RECORDS FOR THIS EXERCISE

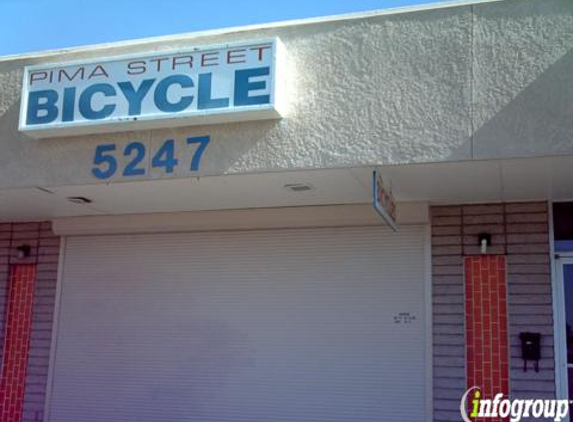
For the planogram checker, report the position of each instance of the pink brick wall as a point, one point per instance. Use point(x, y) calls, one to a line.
point(17, 341)
point(44, 255)
point(520, 231)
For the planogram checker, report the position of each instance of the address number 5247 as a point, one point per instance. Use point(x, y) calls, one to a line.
point(106, 164)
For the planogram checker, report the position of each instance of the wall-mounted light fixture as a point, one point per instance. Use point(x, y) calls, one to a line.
point(484, 240)
point(24, 251)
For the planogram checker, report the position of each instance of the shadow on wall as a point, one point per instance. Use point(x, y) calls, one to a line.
point(538, 121)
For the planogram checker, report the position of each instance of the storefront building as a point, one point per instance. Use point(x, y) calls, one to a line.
point(352, 218)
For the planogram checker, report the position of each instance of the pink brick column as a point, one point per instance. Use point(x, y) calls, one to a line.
point(17, 341)
point(486, 325)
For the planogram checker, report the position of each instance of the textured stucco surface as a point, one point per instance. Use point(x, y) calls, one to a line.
point(449, 84)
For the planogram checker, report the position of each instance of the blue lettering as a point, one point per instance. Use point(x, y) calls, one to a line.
point(243, 86)
point(135, 97)
point(161, 101)
point(205, 101)
point(68, 106)
point(85, 105)
point(49, 98)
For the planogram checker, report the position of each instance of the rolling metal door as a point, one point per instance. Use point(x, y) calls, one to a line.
point(277, 325)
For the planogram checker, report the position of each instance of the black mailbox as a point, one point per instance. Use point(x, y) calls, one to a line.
point(530, 349)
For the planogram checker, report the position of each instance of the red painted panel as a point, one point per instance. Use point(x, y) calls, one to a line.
point(486, 325)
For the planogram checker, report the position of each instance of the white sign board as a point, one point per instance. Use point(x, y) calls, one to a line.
point(383, 201)
point(202, 85)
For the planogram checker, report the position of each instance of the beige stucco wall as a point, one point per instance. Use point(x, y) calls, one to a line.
point(478, 81)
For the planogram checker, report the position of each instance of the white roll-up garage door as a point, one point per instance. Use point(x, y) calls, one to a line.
point(274, 325)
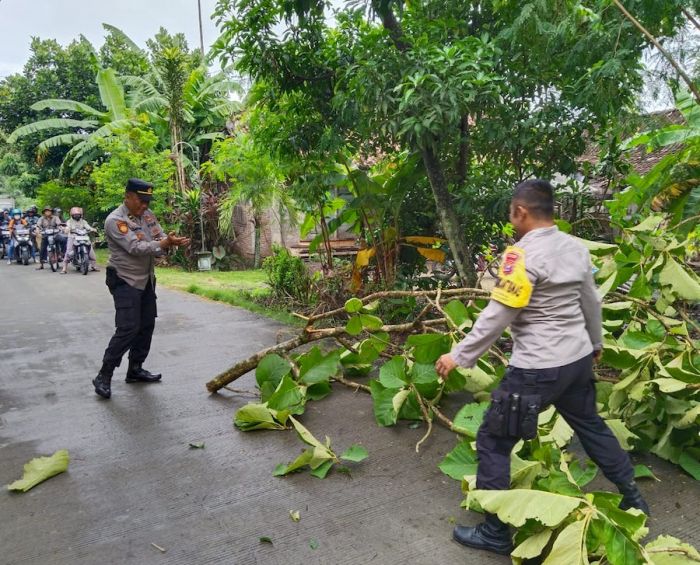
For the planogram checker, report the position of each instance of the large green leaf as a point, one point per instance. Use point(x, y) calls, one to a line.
point(383, 403)
point(288, 396)
point(532, 546)
point(314, 367)
point(353, 305)
point(469, 418)
point(519, 505)
point(569, 546)
point(111, 93)
point(682, 284)
point(39, 469)
point(392, 374)
point(460, 461)
point(458, 313)
point(59, 140)
point(305, 435)
point(67, 105)
point(597, 247)
point(271, 369)
point(50, 123)
point(427, 348)
point(259, 417)
point(667, 550)
point(477, 378)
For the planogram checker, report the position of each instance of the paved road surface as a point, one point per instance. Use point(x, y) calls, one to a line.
point(134, 482)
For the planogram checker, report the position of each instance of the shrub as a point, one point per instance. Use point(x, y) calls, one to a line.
point(287, 275)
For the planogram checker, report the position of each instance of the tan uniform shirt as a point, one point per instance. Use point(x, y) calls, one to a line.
point(48, 223)
point(72, 225)
point(133, 244)
point(562, 321)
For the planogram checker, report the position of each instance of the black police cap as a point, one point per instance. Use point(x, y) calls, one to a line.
point(141, 187)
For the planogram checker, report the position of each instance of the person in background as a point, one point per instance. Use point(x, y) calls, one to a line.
point(76, 221)
point(47, 221)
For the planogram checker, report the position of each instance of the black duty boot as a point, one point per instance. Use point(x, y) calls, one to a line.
point(102, 383)
point(137, 374)
point(491, 535)
point(632, 498)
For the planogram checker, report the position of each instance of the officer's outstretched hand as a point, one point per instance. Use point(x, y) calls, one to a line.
point(444, 365)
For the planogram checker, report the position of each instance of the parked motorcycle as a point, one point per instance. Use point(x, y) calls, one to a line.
point(52, 251)
point(23, 244)
point(81, 250)
point(4, 241)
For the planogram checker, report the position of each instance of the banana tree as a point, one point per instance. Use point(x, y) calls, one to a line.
point(192, 108)
point(254, 180)
point(84, 133)
point(673, 184)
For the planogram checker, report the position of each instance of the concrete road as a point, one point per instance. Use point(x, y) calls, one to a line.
point(133, 482)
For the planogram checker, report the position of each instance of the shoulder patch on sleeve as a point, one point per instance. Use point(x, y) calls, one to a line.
point(513, 287)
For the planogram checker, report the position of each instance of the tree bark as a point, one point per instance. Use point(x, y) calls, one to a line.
point(177, 156)
point(463, 160)
point(688, 81)
point(256, 244)
point(448, 218)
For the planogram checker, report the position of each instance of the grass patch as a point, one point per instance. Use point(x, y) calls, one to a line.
point(237, 288)
point(242, 299)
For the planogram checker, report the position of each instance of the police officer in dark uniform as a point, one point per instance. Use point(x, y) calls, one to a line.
point(546, 294)
point(135, 238)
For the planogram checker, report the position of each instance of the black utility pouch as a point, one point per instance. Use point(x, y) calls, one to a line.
point(111, 278)
point(530, 405)
point(497, 414)
point(529, 411)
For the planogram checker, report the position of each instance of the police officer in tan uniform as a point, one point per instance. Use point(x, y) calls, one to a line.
point(546, 294)
point(135, 238)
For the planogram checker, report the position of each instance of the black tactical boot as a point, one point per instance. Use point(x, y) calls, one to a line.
point(137, 374)
point(632, 498)
point(491, 535)
point(102, 382)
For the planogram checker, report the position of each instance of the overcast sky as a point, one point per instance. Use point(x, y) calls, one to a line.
point(65, 20)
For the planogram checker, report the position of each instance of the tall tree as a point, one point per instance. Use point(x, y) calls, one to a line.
point(487, 92)
point(92, 126)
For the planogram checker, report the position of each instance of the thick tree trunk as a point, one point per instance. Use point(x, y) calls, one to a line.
point(463, 159)
point(256, 253)
point(181, 182)
point(448, 218)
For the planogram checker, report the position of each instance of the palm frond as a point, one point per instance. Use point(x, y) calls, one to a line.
point(150, 104)
point(121, 35)
point(140, 85)
point(50, 123)
point(58, 140)
point(111, 93)
point(67, 105)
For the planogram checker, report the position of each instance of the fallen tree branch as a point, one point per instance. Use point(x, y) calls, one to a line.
point(452, 292)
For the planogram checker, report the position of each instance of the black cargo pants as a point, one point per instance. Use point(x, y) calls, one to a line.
point(135, 320)
point(571, 390)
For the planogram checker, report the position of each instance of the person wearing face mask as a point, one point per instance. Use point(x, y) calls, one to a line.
point(546, 294)
point(135, 239)
point(16, 219)
point(76, 221)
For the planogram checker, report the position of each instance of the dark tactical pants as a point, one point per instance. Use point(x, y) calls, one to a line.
point(571, 390)
point(135, 320)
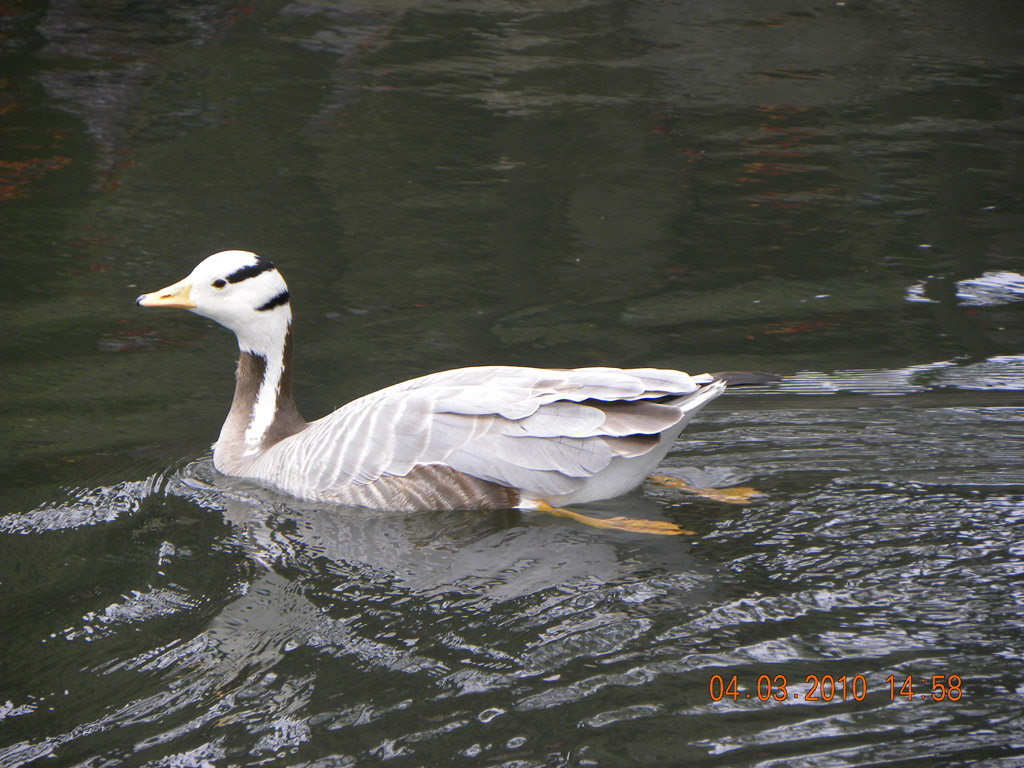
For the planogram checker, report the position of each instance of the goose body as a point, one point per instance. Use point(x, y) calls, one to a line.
point(487, 437)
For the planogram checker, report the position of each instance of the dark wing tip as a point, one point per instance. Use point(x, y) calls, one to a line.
point(745, 378)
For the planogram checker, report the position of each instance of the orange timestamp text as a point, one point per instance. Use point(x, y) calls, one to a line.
point(836, 688)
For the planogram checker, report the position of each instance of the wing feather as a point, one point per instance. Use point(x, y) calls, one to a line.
point(541, 430)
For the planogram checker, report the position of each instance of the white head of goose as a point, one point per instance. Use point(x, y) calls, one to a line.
point(487, 437)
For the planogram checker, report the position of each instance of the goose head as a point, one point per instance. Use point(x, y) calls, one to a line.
point(242, 292)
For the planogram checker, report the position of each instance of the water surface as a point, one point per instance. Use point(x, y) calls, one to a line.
point(827, 190)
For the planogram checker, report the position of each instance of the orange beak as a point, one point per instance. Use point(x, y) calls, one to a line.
point(176, 296)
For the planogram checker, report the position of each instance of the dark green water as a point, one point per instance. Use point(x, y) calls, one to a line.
point(828, 190)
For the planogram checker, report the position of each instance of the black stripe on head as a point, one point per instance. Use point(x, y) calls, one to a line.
point(281, 298)
point(251, 270)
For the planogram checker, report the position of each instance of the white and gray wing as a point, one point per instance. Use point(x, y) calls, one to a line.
point(542, 431)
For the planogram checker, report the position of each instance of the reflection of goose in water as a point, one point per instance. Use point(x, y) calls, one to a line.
point(488, 437)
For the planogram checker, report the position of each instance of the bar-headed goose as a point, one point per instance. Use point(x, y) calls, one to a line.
point(487, 437)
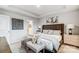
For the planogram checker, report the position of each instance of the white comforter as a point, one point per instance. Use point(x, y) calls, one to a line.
point(50, 41)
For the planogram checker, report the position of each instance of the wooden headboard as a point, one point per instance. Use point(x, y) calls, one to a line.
point(55, 27)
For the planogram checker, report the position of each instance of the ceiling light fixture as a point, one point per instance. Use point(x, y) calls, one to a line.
point(37, 6)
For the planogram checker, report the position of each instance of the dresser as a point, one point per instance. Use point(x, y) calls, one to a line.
point(71, 40)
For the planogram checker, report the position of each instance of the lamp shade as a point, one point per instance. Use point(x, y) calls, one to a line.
point(70, 26)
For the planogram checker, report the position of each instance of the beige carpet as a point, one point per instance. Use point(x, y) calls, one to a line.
point(4, 47)
point(68, 49)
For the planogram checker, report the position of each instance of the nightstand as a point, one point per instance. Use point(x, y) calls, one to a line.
point(71, 39)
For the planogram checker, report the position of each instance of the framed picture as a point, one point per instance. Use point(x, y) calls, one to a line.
point(17, 24)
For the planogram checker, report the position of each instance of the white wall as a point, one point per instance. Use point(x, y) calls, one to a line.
point(16, 35)
point(66, 18)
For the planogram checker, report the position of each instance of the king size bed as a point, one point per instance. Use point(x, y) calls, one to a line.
point(56, 31)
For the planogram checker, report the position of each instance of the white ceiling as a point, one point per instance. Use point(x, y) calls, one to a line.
point(43, 10)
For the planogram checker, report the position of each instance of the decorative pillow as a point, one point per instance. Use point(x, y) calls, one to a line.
point(54, 32)
point(45, 31)
point(48, 44)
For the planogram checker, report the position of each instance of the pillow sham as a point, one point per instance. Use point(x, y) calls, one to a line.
point(54, 32)
point(50, 37)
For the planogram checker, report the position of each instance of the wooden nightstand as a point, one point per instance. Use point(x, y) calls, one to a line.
point(72, 40)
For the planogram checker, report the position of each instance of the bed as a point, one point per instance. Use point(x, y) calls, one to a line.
point(57, 27)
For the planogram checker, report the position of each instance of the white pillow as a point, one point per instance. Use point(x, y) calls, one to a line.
point(50, 37)
point(48, 44)
point(45, 31)
point(54, 32)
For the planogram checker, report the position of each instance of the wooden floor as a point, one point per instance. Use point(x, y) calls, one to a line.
point(4, 47)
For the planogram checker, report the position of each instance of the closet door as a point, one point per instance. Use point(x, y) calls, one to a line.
point(5, 30)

PROBLEM TO SOLVE
Reproduce verbatim the part of the material that begins with the line containing "the black mailbox" and ends with the line containing "point(274, 325)", both lines included.

WRITTEN RESPONSE
For the planogram checker, report the position of each instance of the black mailbox as a point, one point per instance. Use point(x, y) calls, one to a line.
point(530, 349)
For the planogram checker, report the position of each instance of the red painted panel as a point, one point per instance. Use point(x, y) calls, one to a line.
point(486, 325)
For the planogram checker, report the position of each instance of the white sign board as a point, one point per instance. Use point(x, y) calls, one to a line.
point(383, 201)
point(202, 85)
For the planogram checker, report the position of each instance of the beige stucco wall as a point, one point per instance. Use point(x, y) calls, one to a line.
point(478, 81)
For the planogram checker, report the position of each instance of the white roll-up garage door as a point, one point per instance. Use point(x, y) calls, one to a line.
point(274, 325)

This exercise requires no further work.